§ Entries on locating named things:
--- BEGIN ---
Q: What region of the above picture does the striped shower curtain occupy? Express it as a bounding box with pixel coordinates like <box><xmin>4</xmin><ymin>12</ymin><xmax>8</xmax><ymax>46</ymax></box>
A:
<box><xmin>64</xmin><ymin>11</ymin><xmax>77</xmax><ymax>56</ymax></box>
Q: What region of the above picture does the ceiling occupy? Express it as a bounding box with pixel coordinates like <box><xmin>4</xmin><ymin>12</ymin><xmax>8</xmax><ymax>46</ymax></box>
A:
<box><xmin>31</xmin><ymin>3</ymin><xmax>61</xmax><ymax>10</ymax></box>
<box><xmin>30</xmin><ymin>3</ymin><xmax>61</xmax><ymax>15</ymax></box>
--- END ---
§ WHAT THIS TASK INVOLVES: Print all of the entries above again, word for word and line for line.

§ SOLVED PROBLEM:
Q: What region of the above picture does the striped shower curtain occupy? Express it as a bounding box with pixel coordinates like <box><xmin>4</xmin><ymin>12</ymin><xmax>8</xmax><ymax>46</ymax></box>
A:
<box><xmin>64</xmin><ymin>11</ymin><xmax>77</xmax><ymax>56</ymax></box>
Q: What region of the above picture does the ceiling occupy? Express it as a bounding box with pixel coordinates like <box><xmin>4</xmin><ymin>12</ymin><xmax>8</xmax><ymax>46</ymax></box>
A:
<box><xmin>31</xmin><ymin>3</ymin><xmax>61</xmax><ymax>10</ymax></box>
<box><xmin>30</xmin><ymin>3</ymin><xmax>61</xmax><ymax>15</ymax></box>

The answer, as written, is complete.